- GIVEN PASSAGE

Proper or improper Rollover into Inhierited IRA

Mother died 10/2007 with traditional, non-ROTH IRAs at Bank A and Annuity IRA at Bank B.

Bank A created properly titled Inherited IRAs and transferred funds in for two siblings.

(Now 2008)

Bank B would not do the same.

Bank B would not accept the paperwork for trustee-to-trustee transfer to Bank A Inherited IRA account. (Paperwork did appear to be lacking necessary detail)

CPA #1 (Mother’s estate and one sibling’s) says it’s ok to take lump sum distribution checks from Bank B, written out to siblings, and transfer them (directly, signing the back of the check to Bank M) to the inherited IRA. Bank A agrees and accepts the money, co-mingling it with existing Inherited IRA funds. Another Bank C does exactly same thing for other sibling, not co-mingling, but establishing new, properly titled Inherited IRA. Financial Advisor is go between sibiling and Bank C and agrees with transaction, but mainly because the others did.

(Siblings take out MRDs as required from by Mid 2008)

Now 2009 … Bank B sends out 1099’s to both siblings with 1 Gross Distribution and 2a Taxable amount being the same (53,000) and the checkbox 2b “Tax amount not determined” NOT checked.

CPA #2 (other sibling’s) has serious concerns with this. Says we must pay income tax on the 53K or be subject to Excise tax penalty, must pull the money out of the Inherited IRAs … which means the banks A and C would have to admit to mistake, NOT call that a taxable event AGAIN, either converting to regular investor account, or???

- SET OF TASKS
a: Copy the inherited IRA post word for word, beginning at the words "Bank A created" and stopping after "by Mid 2008)".
b: Carry on writing the inherited IRA post from the point where it ends.

- RECORD EXTRACTS
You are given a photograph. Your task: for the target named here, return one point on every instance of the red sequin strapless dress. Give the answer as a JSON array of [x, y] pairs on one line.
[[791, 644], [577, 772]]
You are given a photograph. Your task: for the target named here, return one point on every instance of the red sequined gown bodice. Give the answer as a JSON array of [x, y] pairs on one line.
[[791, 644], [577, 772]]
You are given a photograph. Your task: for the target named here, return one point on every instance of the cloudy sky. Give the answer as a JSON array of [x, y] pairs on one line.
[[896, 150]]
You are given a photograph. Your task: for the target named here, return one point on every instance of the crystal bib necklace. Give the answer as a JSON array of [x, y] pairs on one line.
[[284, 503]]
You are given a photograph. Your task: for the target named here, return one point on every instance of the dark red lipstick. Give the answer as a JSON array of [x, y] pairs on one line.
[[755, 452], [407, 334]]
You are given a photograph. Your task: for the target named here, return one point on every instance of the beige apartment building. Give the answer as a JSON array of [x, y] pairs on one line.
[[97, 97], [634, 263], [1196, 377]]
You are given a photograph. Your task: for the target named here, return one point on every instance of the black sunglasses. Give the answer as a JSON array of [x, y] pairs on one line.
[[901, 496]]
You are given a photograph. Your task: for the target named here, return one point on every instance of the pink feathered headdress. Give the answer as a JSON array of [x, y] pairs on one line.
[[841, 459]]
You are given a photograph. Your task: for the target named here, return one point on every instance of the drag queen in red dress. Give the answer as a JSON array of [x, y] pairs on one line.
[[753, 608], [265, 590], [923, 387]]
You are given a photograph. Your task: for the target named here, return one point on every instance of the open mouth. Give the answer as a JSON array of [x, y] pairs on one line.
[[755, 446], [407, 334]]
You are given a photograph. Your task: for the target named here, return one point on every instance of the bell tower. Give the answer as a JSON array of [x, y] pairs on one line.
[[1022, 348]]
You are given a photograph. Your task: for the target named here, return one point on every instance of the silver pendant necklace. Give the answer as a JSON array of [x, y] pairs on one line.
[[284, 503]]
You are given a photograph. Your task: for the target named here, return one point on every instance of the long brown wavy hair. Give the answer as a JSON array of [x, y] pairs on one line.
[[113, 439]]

- ANSWERS FOR THIS EXERCISE
a:
Bank A created properly titled Inherited IRAs and transferred funds in for two siblings.

(Now 2008)

Bank B would not do the same.

Bank B would not accept the paperwork for trustee-to-trustee transfer to Bank A Inherited IRA account. (Paperwork did appear to be lacking necessary detail)

CPA #1 (Mother’s estate and one sibling’s) says it’s ok to take lump sum distribution checks from Bank B, written out to siblings, and transfer them (directly, signing the back of the check to Bank M) to the inherited IRA. Bank A agrees and accepts the money, co-mingling it with existing Inherited IRA funds. Another Bank C does exactly same thing for other sibling, not co-mingling, but establishing new, properly titled Inherited IRA. Financial Advisor is go between sibiling and Bank C and agrees with transaction, but mainly because the others did.

(Siblings take out MRDs as required from by Mid 2008)

b:
CPA #3 (not working for or related with any of the above) says the intent of the law, not allowing a 60 day rollover like this and requiring trustee-to-trustee, is to prevent people from putting inherited IRA money into their OWN IRAs, and avoiding MRDs. And since we put them into Inherited IRAs in name of “Mother, FBO of Beneficiary”, and took MRDs, the transfer will be allowed. Agrees with CPA #1. Do not report the income, expect IRS communication, and explain situation then. But also points out that Bank A, C, and CPA #1 have Fiduciary responsibility and that siblings are not to blame.

What do we do? Simply not report the income and explain to IRS what happened, hoping for leniency? Pay taxes on it and withdraw money, which would mean getting Bank A and C to admit mistakes and changing how the money is titled (no longer IRA)?

Thanks.

John



CORRECTION – Bank “M” reference is Bank A … receiving check



Jsevick,

The income on the 1099-R that consists of a transfer from one custodian to another custodian is reported on your 1040 line 15a.
Do not include this amount on line 15b.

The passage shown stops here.